-- EXCERPTED TEXT start --

I've been trying to get across that in any Stirling Engine the displacer requires very little power input. It is very light and easy to move. However, what I didn't mention is that it is also possible to design a Stirling Engine where the displacer actually has no mechanical power input at all. Rather it functions on the basis of the displacer chambers own pressure changes.

 

In other words, the displacer really does not require ANY power input. It can operate on heat alone.

 

Here is an example:

 

 

This type of "Free Piston" Stirling Engine is commonly used such as on these 5 kW solar collectors:

 

http://www.stirlingengines.org.uk/sun/sola4.html

 

I played around with this idea also (i.e. using a "Free Displacer" with a turbine instead of a piston) but I thought that for experimental purposes I would like to have more control over the displacer movement as I considered that with the turbine arrangement, it might be possible to get more power output by increasing the "dwell" (the amount of time the displacer spends at the ends of the chamber) which theoretically might increase heat exchange and result in higher pressure, more than compensating for little bit of power that would be used to gain more control over the displacer movement.

 

I think this is an important point to get across. The displacer does not require any mechanical power input to operate and even where some mechanical power input is used it is negligible.

Posted
Naturally.

 

I certainly envy your command of numbers and formulae Mr Skeptic. I must confess that much of what you posted is a bit (or more than a bit) over my head.

If you are serious about this idea, it behooves you to study and learn this science at least as well as Mr. Skeptic. I would suggest you enroll in an engineering college somewhere. That you lack an understanding of PV=nRT indicates to me that you have a lot to learn about this field.
Nevertheless, it seems there is some confidence all around that this heat compressor, or compressor operating primarily on a temperature differential will work, to one degree or another.

Other than from yourself, who exactly is confident this idea will work? Everyone except yourself (and the fine people at Kender, apparently) on this thread are quite confident this will not work. The people thinking this will not work have backed up their beliefs by mathematical equations. The people thinking it will work have a more nebulous arguement that I, for one, am not buying.

 

The math does not lie.

Posted

TomBooth; Increasing temperature/pressure differential is input. Whether it is more or less is not what is relevant. What is relevant is that you account for that input in your equations. This is what will cause you to get less energy out than you put in, like any other engine. I did not watch the video for lack of patience (vids generally, not just that one) but the last reference is using solar energy as the input I have just described, look at the picture and description. It is much different from what we have been discussing.

Posted
...That you lack an understanding of PV=nRT indicates to me that you have a lot to learn about this field.

 

I have a lot to learn about a lot of things.

 

Other than from yourself, who exactly is confident this idea will work? Everyone except yourself (and the fine people at Kender, apparently) on this thread are quite confident this will not work.

-- EXCERPTED TEXT end --
-- GIVEN ENTRIES start --

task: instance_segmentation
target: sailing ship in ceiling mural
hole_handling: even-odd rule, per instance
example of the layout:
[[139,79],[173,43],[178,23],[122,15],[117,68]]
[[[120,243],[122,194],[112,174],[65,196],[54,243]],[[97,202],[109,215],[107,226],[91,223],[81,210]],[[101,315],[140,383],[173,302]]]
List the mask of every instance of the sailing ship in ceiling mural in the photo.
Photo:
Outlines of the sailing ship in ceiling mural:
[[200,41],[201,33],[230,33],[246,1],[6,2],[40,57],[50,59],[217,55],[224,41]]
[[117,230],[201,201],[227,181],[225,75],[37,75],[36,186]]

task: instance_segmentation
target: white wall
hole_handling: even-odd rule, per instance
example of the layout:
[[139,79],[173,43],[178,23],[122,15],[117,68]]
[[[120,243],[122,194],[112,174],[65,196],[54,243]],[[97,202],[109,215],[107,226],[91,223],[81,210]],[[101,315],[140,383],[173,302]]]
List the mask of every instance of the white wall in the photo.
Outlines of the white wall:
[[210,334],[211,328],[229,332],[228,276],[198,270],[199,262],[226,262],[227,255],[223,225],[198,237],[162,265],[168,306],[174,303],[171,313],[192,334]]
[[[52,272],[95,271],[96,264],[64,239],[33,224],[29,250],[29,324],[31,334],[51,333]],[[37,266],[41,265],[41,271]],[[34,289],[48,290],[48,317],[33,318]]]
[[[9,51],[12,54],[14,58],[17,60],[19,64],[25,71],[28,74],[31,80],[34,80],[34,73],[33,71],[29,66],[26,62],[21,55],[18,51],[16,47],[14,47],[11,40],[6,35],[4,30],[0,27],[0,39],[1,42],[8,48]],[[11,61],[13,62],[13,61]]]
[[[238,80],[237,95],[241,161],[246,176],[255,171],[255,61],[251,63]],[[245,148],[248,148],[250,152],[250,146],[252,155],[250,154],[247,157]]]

-- GIVEN ENTRIES end --

* [WHAT YOU WILL DO]:
1. Reproduce the portion of the Stirling engine thread that begins with the words containing "http://www.stirlingengines.org.uk/sun/sola4.html" and ends with "the displacer movement.".
2. Write what comes next in the forum discussion about the Stirling engine displacer, starting after its final sentence.
The entries have no role in this work.

* [TASK-BY-TASK ANSWERS]:
1.
http://www.stirlingengines.org.uk/sun/sola4.html

 

I played around with this idea also (i.e. using a "Free Displacer" with a turbine instead of a piston) but I thought that for experimental purposes I would like to have more control over the displacer movement as I considered that with the turbine arrangement, it might be possible to get more power output by increasing the "dwell" (the amount of time the displacer spends at the ends of the chamber) which theoretically might increase heat exchange and result in higher pressure, more than compensating for little bit of power that would be used to gain more control over the displacer movement.

2.
 

I was there referring specifically to the "compressor" (or pump) being able to operate on a temperature differential, which if I read them right, both Mr. Skeptic (directly: i.e.: "From what I understand, it will work, albeit inefficiently..." and npts2020 indirectly: i.e.: "Once you remove the candle from the Stirling compressor in your link, it will stop working..." implying that it will work provided some heat input is maintained) Seem to believe that this one aspect of my idea should work. Mr Skeptic even provided the mathematics.

 

This however has nothing to do with Kender or their engine design as from the information on their website, their intention is to use a conventional compressor driven by electricity, not a temperature differential.

 

I've stated before that it might be a good idea to start a new thread to avoid this sort of confusion.

 

The people thinking this will not work have backed up their beliefs by mathematical equations. The people thinking it will work have a more nebulous arguement that I, for one, am not buying.

 

The math does not lie.

 

Again, when you say "this (will not work)" or "...it (will work) you are lumping two entirely different things together.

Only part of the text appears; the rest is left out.